Point-per-instance localization data:
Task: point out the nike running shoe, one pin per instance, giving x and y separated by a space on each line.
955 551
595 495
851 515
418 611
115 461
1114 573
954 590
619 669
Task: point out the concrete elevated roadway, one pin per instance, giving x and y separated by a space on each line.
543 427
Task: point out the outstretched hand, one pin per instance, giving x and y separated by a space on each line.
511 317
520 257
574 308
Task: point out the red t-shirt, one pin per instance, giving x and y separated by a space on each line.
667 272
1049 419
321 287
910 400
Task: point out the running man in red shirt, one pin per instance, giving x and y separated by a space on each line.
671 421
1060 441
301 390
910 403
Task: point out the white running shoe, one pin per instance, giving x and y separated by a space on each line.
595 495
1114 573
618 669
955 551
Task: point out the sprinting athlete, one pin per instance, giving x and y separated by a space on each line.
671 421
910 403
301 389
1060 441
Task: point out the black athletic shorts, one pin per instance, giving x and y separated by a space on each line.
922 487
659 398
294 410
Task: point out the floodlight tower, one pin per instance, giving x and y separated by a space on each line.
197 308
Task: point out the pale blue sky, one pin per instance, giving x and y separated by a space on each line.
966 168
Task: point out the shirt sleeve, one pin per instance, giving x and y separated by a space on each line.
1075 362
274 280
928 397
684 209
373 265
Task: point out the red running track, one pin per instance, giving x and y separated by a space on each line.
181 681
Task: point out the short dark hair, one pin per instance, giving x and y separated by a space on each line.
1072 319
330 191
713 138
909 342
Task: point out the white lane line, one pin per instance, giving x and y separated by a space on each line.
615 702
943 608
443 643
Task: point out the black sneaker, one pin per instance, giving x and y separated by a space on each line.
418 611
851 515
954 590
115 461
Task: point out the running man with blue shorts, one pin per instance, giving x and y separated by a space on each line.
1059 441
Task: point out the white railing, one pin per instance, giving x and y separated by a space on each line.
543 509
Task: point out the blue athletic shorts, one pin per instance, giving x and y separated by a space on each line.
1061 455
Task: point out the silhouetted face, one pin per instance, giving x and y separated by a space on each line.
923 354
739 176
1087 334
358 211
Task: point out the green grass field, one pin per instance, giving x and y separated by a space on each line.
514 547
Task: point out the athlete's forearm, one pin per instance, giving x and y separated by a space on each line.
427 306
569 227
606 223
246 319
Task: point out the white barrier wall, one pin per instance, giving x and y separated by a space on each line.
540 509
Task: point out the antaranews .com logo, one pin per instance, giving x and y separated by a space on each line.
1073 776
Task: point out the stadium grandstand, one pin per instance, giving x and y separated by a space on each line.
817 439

### Problem statement
Give an exact reproduction of the lines from the one with "Task: point out the blue" to the final line of the entries, including both.

### Reply to the task
Task: point out the blue athletic shorts, one pin per instance, giving x and y separated by a space on each line.
1061 455
Task: point out the silhouetted face, one pin per instance, giving x and y separated by a space on each line.
923 354
739 176
1087 334
358 211
Task: point out the green grass field, one pin per instance, giving x and y separated by a space on each line.
514 547
Task: point out the athlete's forearm, one pin per instance, giving x and y separated by a space on each line.
427 306
569 227
606 223
246 319
Task: point out the white barrier wall, one pin per instance, giving x and y separated by a space on each line.
540 509
Task: point out the antaranews .com logo, one pin per instance, giving x and y separated by a space on each line.
1073 776
Task: point out the stadium grandstand, one pin per instance, giving x and y separated by a space on each line.
817 439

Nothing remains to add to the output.